**WHAT THIS TASK INVOLVES:**
Leave out the pictures and return every entry exactly as it appears.

**PROVIDED DATA:**
*-*-*
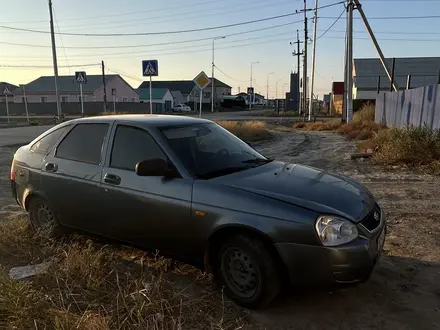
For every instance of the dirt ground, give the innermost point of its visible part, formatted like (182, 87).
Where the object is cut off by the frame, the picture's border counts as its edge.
(404, 291)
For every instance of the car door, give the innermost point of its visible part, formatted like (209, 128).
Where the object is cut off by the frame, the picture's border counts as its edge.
(147, 211)
(71, 175)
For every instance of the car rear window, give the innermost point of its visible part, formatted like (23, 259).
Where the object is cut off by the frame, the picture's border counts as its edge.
(45, 144)
(132, 145)
(83, 143)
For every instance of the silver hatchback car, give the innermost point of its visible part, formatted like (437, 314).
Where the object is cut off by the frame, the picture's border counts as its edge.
(194, 191)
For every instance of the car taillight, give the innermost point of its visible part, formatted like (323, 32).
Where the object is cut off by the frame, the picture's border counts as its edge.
(12, 170)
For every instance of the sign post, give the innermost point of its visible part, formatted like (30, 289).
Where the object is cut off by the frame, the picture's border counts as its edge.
(6, 92)
(114, 99)
(250, 93)
(150, 69)
(25, 102)
(81, 78)
(201, 80)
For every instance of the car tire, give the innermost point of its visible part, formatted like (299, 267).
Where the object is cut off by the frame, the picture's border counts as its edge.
(247, 271)
(42, 217)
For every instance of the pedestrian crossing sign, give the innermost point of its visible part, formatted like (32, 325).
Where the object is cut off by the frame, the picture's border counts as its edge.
(81, 77)
(6, 91)
(150, 68)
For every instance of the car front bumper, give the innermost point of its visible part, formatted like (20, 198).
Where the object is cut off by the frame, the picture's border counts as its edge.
(350, 263)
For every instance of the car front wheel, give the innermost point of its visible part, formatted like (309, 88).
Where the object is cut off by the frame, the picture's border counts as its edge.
(248, 272)
(42, 217)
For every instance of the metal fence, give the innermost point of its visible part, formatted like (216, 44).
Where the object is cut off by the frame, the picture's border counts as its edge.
(413, 107)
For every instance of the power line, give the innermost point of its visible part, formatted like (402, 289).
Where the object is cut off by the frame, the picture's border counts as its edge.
(164, 32)
(47, 66)
(157, 44)
(330, 27)
(191, 15)
(226, 75)
(390, 17)
(122, 14)
(100, 55)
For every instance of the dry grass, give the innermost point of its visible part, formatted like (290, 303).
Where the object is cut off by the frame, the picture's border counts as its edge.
(415, 147)
(356, 130)
(366, 113)
(273, 113)
(95, 286)
(251, 131)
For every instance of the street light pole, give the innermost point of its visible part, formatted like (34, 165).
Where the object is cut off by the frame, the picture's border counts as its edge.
(267, 86)
(212, 76)
(250, 96)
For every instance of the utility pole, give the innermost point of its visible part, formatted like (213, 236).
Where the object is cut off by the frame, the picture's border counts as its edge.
(55, 62)
(312, 83)
(298, 54)
(374, 40)
(306, 39)
(350, 8)
(105, 86)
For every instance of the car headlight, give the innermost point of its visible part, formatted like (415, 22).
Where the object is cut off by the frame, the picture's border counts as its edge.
(334, 231)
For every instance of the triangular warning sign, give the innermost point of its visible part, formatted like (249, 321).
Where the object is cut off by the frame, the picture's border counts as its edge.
(149, 70)
(80, 78)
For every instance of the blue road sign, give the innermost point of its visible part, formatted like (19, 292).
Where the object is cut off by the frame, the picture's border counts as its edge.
(81, 77)
(150, 68)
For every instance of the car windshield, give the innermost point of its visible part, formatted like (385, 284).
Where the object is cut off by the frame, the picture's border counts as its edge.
(210, 151)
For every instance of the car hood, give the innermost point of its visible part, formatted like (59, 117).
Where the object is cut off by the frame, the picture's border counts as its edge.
(305, 187)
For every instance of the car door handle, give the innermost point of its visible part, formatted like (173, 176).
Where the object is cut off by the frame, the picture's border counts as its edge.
(51, 167)
(112, 179)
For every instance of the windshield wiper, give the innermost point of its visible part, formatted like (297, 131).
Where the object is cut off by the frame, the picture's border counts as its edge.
(258, 161)
(223, 171)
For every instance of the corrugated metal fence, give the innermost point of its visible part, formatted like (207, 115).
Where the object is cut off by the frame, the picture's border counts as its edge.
(414, 107)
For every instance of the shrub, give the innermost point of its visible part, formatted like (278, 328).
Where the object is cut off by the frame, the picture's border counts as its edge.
(366, 113)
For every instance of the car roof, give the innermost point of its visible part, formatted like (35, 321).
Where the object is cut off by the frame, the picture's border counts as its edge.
(150, 120)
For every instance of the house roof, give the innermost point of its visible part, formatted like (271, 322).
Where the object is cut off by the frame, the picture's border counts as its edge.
*-*-*
**ANSWER SPACE:**
For every instance of the dirt ground, give the innermost point of its visible part, formatted like (182, 87).
Where the object is cut off by the frame, the picture's border counts as its edge.
(404, 291)
For every instance of the car door, give the innermost point of its visible part, formatted like (209, 128).
Where the object is cut off by the frame, the picture's border counts as its edge.
(147, 211)
(71, 175)
For every instance of the car rear window, give the innermost point of its visible part, formatted like (23, 259).
Where the object is cut off by the frame, the picture's border counts as its edge.
(45, 144)
(132, 145)
(83, 143)
For every instance of the silver hatchback car, give the innermost point of its visible part, formatted like (437, 314).
Where the object is cut off by the frame, the picture's border counts as its edge.
(194, 191)
For every instance of the car taillight, give the innermost point of its visible part, formatted like (323, 32).
Where the object is cut off by the frame, the picture's border counts as its edge.
(12, 170)
For every instance of the sign post, give the innermost point of its visible part, formatted like (30, 289).
Where the object is cut off by the frame, the picture's border counts as its edge.
(6, 92)
(114, 99)
(250, 93)
(150, 69)
(25, 102)
(81, 78)
(201, 80)
For every instance of the car tire, give the innermost point of its visible part, formatted like (299, 267).
Where the object is cut off by the frame, the picture's border counts as its edge.
(247, 271)
(42, 217)
For every instance of the pedestrian crossing sign, give the innermost point of its visible part, formatted like (32, 325).
Where the object is cut off by the frame, the picture's border counts as its edge.
(81, 77)
(6, 91)
(150, 68)
For every instance of the car front bumper, give the innermost point of its visible part, formatted like (20, 198).
Where the object is cut off by the frame, the picture's border counts as its edge.
(350, 263)
For every instance of the car front wheel, give the innermost point of its visible part, formatted like (309, 88).
Where the object is cut off by the frame, the picture's border counts as its edge.
(248, 272)
(42, 217)
For every instance of the metal fence, give the innermost point of its visible part, formatted like (216, 44).
Where the object is cut off by the frame, the picture's border counts as its edge.
(413, 107)
For every instance of the power line, give the innermost point of its visible part, formatted like (402, 289).
Where the object is cut off by the frame, the picture's border counts as its edge.
(164, 32)
(47, 66)
(157, 44)
(330, 27)
(191, 15)
(226, 75)
(390, 17)
(122, 14)
(100, 55)
For every instance of the dry grass, give the innermost point of its visible part, formatted like (290, 303).
Where the object is cut off by the frame, the picture's border counts as its edge.
(415, 147)
(356, 130)
(366, 113)
(273, 113)
(95, 286)
(251, 131)
For every instance of the street light pole, give the innermost point of its visible part, formatted like (34, 165).
Where the object is cut off by the frame, the picture's border counts as its edge.
(267, 86)
(212, 76)
(250, 96)
For every instance of the utility pole, give the innermost point of its visible part, formatted like (213, 236).
Where the object is cut off by the frame, the picture's border counts as its edge.
(55, 62)
(312, 83)
(298, 54)
(374, 40)
(306, 39)
(350, 8)
(105, 86)
For every instance of the car headlight, give the innermost point of its visible part, formatted like (415, 22).
Where the object is cut off by the frame, the picture's border counts as its edge.
(334, 231)
For every instance of the triangular warning sign, give the innermost point of its visible part, formatted like (249, 321).
Where the object is cut off by the frame, the picture's border counts as its edge.
(149, 70)
(80, 78)
For every instance of the blue road sign, give the innermost point of its visible part, formatted like (19, 292).
Where the object is cut off by the frame, the picture's border counts as its edge.
(81, 77)
(150, 68)
For every instance of the car windshield, give the innermost point of its visible part, formatted like (385, 284).
Where the object is cut off by the frame, the picture's border counts as its edge.
(210, 151)
For every instance of the car hood, give the innermost point of its visible part, formatted like (59, 117).
Where the object is cut off by the frame, the picture's border counts as its edge.
(305, 187)
For every instance of the car door handle, give the innermost point of its visible part, formatted like (173, 176).
Where the object is cut off by the frame, the picture's border counts as its edge.
(51, 167)
(112, 179)
For every instance of the windshield wiper, give the innermost point of its visible part, formatted like (297, 131).
Where the object is cut off by the frame, the picture's border counts as its edge.
(258, 161)
(223, 171)
For every instance of the corrugated metal fence, give the innermost point of its visible part, formatted like (207, 115).
Where the object is cut off by the frame, the picture's border counts as its edge.
(414, 107)
For every instance of the shrub, give the innermost point of its visible part, formatted like (278, 328).
Where the object is cut off by the frame, the picture's border counts as its edge.
(366, 113)
For every instance of the car roof, give the innermost point of its visible part, formatted like (35, 321).
Where the object is cut off by the frame, the picture's border counts as its edge.
(150, 120)
For every instance of the house roof, give the innermost point of its visible part, formatted like (271, 322).
Where the object is cut off by the frame, the picture's border counts as its edge.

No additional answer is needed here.